** Start Material provided **

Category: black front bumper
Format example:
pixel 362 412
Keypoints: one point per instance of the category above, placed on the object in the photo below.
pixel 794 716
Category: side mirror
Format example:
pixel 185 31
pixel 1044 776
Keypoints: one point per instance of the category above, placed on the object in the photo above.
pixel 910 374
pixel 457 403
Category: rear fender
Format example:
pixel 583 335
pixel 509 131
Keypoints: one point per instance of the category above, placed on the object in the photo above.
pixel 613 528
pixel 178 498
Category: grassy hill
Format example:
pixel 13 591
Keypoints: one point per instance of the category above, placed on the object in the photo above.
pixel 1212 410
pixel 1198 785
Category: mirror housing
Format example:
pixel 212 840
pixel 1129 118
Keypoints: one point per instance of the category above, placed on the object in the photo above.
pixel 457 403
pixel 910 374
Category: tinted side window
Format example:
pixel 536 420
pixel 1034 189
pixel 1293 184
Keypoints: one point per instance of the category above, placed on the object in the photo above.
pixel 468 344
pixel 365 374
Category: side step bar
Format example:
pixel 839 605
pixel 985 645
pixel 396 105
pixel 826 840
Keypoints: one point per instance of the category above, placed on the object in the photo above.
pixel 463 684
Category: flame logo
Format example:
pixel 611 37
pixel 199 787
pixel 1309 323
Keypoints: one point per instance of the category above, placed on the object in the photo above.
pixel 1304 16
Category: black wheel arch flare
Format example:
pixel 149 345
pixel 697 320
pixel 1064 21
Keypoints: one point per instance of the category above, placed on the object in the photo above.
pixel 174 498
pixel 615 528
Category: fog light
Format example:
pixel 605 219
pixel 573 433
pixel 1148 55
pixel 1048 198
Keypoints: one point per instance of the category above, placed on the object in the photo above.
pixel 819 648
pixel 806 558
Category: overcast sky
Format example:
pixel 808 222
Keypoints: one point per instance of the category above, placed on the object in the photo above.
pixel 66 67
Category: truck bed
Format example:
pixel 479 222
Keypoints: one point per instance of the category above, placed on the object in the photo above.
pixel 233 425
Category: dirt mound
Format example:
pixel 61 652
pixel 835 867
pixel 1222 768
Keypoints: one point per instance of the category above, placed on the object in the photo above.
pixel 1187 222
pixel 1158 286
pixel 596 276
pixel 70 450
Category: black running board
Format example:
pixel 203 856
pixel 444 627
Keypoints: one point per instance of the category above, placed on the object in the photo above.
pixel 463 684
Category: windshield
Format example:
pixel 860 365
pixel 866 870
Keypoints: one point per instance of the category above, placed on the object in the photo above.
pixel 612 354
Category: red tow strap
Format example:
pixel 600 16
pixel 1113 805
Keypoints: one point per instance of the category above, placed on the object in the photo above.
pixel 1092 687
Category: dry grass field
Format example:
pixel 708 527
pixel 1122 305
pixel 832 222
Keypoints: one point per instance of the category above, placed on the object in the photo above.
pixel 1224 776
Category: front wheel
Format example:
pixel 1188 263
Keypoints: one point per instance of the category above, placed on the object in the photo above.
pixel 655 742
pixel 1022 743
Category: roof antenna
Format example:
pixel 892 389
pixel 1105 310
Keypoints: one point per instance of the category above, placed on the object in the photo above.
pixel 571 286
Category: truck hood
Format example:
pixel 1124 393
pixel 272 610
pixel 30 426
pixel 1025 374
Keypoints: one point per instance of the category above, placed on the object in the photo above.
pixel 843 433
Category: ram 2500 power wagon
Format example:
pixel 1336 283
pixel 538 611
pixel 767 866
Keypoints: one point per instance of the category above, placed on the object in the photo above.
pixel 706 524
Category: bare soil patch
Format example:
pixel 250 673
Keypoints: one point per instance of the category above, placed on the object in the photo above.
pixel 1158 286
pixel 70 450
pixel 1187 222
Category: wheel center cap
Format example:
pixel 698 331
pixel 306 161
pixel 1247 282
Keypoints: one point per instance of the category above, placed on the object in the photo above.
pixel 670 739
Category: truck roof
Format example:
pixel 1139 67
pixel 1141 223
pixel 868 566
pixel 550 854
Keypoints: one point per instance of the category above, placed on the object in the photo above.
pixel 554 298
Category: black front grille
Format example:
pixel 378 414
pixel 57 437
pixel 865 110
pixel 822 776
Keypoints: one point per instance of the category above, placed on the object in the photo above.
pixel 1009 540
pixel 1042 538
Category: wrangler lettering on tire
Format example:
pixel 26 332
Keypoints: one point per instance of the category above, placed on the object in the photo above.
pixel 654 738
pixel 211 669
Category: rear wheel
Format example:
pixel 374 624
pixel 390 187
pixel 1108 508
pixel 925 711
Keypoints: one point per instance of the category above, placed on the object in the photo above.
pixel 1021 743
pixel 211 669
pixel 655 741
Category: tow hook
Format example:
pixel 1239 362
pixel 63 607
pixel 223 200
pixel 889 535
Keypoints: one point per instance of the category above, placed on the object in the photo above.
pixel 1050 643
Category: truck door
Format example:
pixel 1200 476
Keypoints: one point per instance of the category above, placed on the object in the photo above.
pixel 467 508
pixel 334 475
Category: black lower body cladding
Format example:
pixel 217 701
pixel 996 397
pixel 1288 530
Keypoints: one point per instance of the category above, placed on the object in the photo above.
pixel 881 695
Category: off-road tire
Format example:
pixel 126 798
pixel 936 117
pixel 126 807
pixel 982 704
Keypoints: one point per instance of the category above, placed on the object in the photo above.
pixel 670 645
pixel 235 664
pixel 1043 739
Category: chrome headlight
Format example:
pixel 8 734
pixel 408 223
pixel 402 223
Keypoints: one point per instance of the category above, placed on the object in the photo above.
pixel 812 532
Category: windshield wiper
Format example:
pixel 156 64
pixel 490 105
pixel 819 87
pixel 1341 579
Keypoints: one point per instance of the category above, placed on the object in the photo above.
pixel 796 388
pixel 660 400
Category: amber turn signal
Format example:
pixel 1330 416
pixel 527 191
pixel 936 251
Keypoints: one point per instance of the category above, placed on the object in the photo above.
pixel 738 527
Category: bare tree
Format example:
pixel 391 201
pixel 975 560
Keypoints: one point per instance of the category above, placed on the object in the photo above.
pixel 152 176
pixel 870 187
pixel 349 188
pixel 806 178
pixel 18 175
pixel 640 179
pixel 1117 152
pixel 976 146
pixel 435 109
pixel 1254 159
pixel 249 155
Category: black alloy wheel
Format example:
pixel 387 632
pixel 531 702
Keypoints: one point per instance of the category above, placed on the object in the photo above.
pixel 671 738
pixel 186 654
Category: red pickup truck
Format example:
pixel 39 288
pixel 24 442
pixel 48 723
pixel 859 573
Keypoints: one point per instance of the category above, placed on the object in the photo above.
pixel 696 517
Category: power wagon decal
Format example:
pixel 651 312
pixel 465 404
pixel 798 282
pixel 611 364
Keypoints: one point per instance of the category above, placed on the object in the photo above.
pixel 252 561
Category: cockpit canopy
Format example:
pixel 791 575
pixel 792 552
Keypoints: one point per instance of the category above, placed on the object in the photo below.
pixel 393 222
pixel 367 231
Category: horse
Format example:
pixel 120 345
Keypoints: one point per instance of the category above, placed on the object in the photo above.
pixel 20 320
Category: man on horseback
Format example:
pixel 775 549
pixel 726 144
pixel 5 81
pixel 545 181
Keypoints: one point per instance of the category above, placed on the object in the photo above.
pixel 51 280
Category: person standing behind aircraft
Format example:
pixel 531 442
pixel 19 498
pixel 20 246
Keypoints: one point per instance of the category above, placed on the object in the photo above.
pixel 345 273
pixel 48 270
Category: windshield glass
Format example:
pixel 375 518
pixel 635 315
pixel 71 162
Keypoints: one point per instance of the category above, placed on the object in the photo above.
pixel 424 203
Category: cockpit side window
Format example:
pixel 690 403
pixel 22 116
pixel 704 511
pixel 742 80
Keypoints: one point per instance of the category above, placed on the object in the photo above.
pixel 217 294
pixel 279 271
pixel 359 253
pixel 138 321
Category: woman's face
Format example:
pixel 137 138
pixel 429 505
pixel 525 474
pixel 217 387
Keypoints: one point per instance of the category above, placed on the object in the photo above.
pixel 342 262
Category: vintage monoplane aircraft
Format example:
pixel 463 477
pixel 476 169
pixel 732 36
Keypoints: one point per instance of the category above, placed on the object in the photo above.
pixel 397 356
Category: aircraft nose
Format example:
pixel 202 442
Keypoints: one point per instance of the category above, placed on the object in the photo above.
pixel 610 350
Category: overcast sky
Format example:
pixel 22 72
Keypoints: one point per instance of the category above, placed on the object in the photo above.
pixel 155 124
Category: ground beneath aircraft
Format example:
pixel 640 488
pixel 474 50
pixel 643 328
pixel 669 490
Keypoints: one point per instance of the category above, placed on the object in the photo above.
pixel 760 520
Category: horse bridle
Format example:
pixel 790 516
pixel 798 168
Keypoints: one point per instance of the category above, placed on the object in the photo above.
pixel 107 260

** End Material provided **

### What to do
Output the line containing "Category: aircraft nose" and all lines after it to the end of the records, exactly as given.

### The response
Category: aircraft nose
Format example:
pixel 202 442
Keypoints: one point per instance of the category above, placed on the object in the photo above.
pixel 610 350
Category: overcast sky
Format example:
pixel 22 72
Keypoints: one point per instance of the category above, placed on the object in the photo above.
pixel 155 124
Category: ground beneath aircraft
Format example:
pixel 640 488
pixel 474 50
pixel 643 328
pixel 669 490
Keypoints: one point per instance of the category above, placed on the object in the photo above.
pixel 760 520
Category: horse bridle
Format example:
pixel 790 516
pixel 798 168
Keypoints: one point per instance of the category above, placed on the object in the photo above.
pixel 107 260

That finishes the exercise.